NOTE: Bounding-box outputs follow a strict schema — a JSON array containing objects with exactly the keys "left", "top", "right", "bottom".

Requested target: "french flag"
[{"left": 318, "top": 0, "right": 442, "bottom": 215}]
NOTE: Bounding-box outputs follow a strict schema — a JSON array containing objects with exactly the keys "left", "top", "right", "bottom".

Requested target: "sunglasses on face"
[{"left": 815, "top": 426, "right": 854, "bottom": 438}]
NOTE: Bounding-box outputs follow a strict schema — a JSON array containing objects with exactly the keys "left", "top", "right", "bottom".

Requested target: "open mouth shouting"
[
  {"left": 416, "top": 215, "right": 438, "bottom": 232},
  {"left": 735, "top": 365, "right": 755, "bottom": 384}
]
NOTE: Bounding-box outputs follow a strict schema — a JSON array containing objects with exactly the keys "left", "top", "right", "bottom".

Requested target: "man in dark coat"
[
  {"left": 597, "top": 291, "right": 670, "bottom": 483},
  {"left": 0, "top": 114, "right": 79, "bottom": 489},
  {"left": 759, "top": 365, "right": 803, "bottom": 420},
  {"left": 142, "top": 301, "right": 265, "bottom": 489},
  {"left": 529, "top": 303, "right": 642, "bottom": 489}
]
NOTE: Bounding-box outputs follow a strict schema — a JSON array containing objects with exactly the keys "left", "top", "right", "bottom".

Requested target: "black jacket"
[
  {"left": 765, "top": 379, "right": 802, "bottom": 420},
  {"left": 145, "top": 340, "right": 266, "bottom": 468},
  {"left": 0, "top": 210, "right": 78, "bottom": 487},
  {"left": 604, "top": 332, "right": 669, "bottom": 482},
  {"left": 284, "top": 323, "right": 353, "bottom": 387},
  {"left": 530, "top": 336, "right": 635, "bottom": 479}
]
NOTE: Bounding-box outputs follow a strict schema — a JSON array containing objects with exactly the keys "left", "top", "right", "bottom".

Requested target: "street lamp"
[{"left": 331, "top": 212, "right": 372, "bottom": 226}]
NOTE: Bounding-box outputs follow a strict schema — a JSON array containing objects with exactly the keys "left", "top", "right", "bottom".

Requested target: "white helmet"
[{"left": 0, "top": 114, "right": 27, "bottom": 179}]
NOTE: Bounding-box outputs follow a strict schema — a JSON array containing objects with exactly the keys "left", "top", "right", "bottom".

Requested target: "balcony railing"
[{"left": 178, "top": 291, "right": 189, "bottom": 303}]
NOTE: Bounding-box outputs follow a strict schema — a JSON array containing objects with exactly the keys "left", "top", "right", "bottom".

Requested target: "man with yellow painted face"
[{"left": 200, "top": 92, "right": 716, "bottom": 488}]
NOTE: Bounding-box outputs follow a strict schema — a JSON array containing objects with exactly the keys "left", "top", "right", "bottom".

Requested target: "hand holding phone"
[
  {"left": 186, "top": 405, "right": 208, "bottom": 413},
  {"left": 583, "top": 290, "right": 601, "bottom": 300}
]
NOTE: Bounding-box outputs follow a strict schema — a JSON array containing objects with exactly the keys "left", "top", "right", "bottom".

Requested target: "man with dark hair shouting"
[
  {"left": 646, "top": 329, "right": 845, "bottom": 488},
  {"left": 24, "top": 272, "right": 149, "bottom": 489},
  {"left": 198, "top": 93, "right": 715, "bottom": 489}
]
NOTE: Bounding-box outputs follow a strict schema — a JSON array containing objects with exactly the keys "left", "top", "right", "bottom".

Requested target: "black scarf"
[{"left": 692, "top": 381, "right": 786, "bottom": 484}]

◆ TASK INSTRUCTIONS
Exactly and only the lines from the line containing "with dark hair" through the last line of the entries should be copied, both ends included.

◆ REPLY
Requested target: "man with dark hair shouting"
[
  {"left": 646, "top": 329, "right": 845, "bottom": 488},
  {"left": 24, "top": 272, "right": 149, "bottom": 489},
  {"left": 198, "top": 93, "right": 715, "bottom": 489}
]
NOTE: Bounding-box outputs follow a strict schema — a JSON array containing objects with exactly the keys "left", "top", "right", "bottom".

Requested target: "black scarf"
[{"left": 692, "top": 381, "right": 786, "bottom": 484}]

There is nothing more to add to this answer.